**Written request**
Copy the records below line for line, without any change, and leave out the pictures.
==== Records shown ====
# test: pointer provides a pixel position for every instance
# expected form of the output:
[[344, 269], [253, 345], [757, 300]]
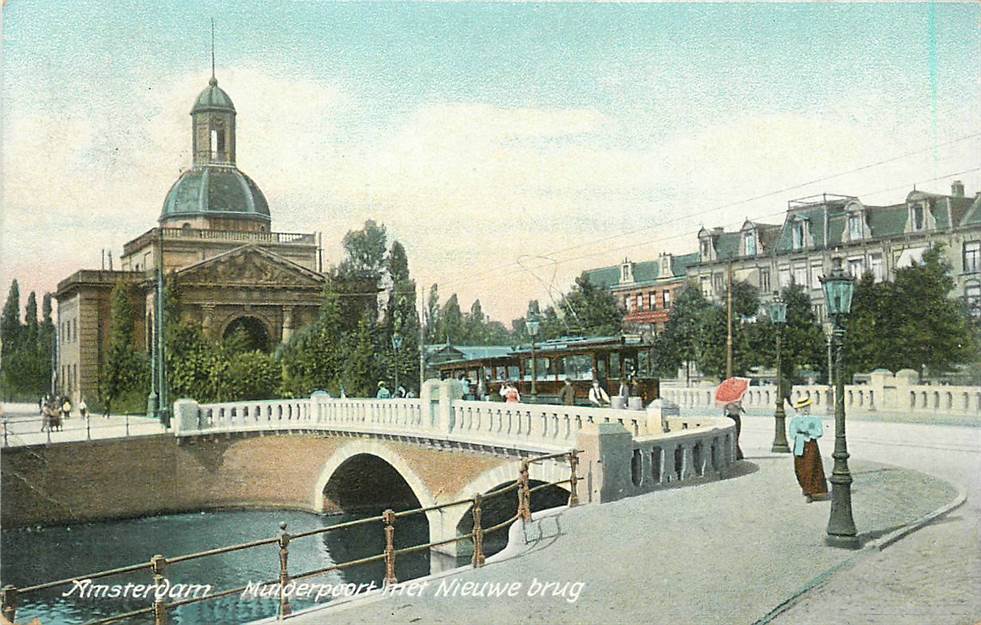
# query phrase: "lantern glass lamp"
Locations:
[[838, 290], [778, 310], [532, 325]]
====
**Exercise output**
# test: pointer provides a pixel position for every instance
# expected form of the output:
[[344, 269], [253, 345], [757, 300]]
# query phrase: "lantern glass lamp"
Locations:
[[838, 290], [778, 310], [532, 325]]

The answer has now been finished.